Location identification items:

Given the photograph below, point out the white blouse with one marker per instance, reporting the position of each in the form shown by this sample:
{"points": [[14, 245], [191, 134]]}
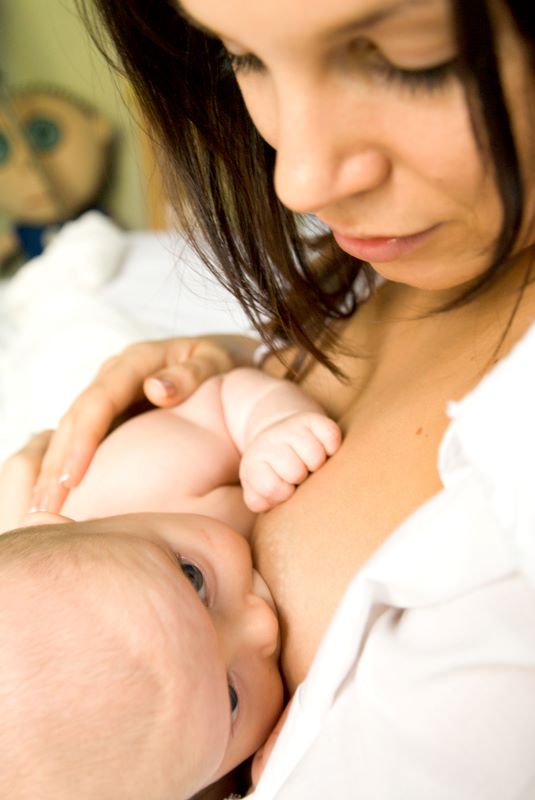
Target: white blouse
{"points": [[424, 685]]}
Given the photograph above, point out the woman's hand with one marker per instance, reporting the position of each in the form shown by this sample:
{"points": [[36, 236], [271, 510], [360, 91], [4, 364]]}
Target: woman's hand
{"points": [[166, 372]]}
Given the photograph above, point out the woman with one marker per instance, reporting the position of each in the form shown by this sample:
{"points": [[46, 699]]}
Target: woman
{"points": [[404, 128]]}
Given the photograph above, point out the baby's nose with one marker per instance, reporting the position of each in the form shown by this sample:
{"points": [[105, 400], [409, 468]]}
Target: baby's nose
{"points": [[261, 626]]}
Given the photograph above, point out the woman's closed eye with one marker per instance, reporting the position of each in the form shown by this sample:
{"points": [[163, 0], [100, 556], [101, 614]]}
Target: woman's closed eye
{"points": [[360, 54], [234, 701], [195, 577]]}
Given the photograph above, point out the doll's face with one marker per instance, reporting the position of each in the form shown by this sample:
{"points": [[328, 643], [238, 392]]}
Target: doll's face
{"points": [[53, 156]]}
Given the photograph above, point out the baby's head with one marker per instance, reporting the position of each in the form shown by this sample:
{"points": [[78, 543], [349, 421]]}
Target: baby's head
{"points": [[138, 659]]}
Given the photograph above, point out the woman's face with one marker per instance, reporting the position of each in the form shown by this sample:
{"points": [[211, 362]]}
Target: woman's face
{"points": [[361, 101]]}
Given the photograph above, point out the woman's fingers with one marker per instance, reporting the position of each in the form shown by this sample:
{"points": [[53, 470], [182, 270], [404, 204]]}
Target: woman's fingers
{"points": [[17, 478], [167, 370]]}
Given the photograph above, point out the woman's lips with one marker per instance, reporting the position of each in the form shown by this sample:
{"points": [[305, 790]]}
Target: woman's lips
{"points": [[381, 248]]}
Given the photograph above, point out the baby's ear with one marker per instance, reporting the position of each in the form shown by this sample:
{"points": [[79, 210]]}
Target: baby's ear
{"points": [[43, 518]]}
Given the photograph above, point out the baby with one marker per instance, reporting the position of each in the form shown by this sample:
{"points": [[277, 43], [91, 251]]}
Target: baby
{"points": [[139, 652]]}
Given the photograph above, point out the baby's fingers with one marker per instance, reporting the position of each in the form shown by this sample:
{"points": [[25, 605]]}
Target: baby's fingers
{"points": [[17, 478], [263, 488]]}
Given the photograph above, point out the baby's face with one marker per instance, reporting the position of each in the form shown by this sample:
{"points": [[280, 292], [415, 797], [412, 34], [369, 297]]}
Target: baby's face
{"points": [[225, 696]]}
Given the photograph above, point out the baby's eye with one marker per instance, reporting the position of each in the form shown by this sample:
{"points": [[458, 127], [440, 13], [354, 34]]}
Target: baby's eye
{"points": [[233, 696], [195, 577]]}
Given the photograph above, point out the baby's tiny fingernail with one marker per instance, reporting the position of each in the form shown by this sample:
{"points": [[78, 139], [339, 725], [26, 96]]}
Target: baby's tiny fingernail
{"points": [[65, 476], [163, 386], [39, 502]]}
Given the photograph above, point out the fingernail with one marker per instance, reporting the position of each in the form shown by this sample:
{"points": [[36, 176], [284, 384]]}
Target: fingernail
{"points": [[39, 502], [163, 385]]}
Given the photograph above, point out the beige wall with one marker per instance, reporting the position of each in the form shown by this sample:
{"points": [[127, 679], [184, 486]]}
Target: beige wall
{"points": [[44, 41]]}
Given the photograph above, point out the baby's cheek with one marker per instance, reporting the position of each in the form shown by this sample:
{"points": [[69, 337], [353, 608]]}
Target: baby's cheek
{"points": [[263, 753]]}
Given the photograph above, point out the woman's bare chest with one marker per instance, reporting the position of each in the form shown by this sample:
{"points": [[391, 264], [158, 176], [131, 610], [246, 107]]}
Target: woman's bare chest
{"points": [[309, 548]]}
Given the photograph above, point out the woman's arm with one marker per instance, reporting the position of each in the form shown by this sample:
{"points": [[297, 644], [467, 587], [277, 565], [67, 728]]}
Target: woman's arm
{"points": [[165, 372]]}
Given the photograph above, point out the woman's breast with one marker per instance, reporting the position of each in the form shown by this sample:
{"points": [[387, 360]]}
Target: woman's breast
{"points": [[309, 548]]}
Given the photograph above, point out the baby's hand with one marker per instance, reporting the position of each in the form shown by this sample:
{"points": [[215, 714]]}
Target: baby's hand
{"points": [[283, 455]]}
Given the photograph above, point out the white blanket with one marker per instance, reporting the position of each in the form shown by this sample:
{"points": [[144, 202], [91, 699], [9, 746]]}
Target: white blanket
{"points": [[94, 290]]}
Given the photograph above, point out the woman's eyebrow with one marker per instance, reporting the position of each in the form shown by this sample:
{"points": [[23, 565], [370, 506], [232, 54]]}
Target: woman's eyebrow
{"points": [[360, 25], [193, 22], [374, 17]]}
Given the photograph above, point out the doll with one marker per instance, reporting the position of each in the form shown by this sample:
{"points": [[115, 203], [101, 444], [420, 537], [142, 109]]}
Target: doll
{"points": [[54, 156]]}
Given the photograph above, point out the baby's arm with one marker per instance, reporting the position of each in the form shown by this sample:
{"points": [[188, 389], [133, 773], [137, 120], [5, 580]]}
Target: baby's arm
{"points": [[282, 433]]}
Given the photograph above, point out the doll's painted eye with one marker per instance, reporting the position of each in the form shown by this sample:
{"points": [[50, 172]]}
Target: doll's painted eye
{"points": [[195, 577], [43, 134], [4, 149], [233, 697]]}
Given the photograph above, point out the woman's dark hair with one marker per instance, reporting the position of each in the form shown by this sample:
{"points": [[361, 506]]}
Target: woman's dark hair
{"points": [[220, 172]]}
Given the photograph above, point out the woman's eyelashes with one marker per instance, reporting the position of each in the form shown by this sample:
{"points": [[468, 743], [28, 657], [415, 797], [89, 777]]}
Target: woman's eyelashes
{"points": [[366, 58], [234, 64], [195, 577], [234, 701]]}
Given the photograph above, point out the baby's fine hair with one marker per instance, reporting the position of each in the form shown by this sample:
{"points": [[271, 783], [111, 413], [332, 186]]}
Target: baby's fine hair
{"points": [[79, 701]]}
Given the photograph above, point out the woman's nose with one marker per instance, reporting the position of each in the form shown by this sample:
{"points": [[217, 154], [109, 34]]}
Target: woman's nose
{"points": [[324, 156]]}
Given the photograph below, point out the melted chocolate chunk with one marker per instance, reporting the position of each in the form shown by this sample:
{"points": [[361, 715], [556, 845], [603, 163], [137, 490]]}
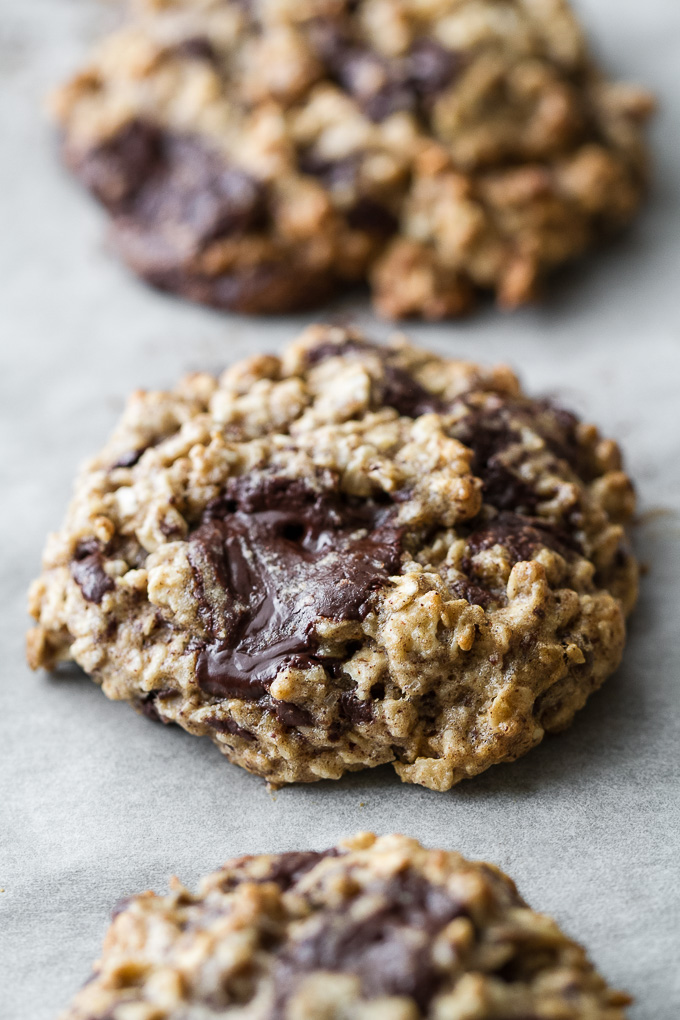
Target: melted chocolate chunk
{"points": [[116, 169], [487, 434], [173, 190], [432, 67], [270, 559], [88, 571], [334, 173], [521, 537], [196, 48], [194, 190], [371, 216], [379, 949]]}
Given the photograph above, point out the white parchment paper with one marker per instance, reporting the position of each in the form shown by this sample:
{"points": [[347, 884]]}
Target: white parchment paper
{"points": [[96, 802]]}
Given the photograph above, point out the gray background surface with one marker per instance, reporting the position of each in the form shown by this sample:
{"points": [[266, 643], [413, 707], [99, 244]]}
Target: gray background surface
{"points": [[96, 802]]}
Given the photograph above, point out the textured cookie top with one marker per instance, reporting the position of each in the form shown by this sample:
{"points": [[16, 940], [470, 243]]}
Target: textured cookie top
{"points": [[374, 929], [258, 155], [348, 555]]}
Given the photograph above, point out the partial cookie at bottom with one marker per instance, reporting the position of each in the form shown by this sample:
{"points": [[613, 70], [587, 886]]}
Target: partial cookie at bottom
{"points": [[373, 929]]}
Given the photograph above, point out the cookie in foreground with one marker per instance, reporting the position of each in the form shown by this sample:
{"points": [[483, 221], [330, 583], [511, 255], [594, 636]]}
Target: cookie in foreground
{"points": [[373, 929], [350, 555], [259, 156]]}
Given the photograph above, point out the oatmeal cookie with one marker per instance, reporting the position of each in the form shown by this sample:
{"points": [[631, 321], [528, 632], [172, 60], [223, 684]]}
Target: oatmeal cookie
{"points": [[350, 555], [258, 156], [373, 929]]}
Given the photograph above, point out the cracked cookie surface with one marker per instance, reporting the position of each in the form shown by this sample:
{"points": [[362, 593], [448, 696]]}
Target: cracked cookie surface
{"points": [[350, 555], [373, 929], [258, 156]]}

## [Given problem]
Repeat word for word each line from the one with "Given the photograph above, point out the partial" to the end of the records above, inclusive.

## [Final answer]
Given the photograph above, point out the partial cookie at bottom with one marker per instance, reporting the position of each in the form shown by this sample:
{"points": [[613, 70], [587, 886]]}
Target: partial cookie at bottom
{"points": [[373, 929]]}
Given the photograph above, point out the cookie in foreground with one marker per instance, reporting the position of each in the form shown by this sample:
{"points": [[483, 221], [330, 583], [511, 255], [594, 636]]}
Target: cookie in foreground
{"points": [[373, 929], [350, 555], [259, 156]]}
Given the photograph above, point out the oatmeal cookie with one marker per instance, reporting the position of each in the form shown by this sample:
{"points": [[631, 321], [528, 632], [172, 60], [223, 684]]}
Target: oatmeal cookie
{"points": [[350, 555], [258, 156], [373, 929]]}
Given the photograph above, point out the cracked cookie surface with one marker per instance, reporting the position of each in the form shown by this sample:
{"points": [[362, 593], [448, 696]]}
Target: cracked cookie surface
{"points": [[350, 555], [373, 929], [258, 156]]}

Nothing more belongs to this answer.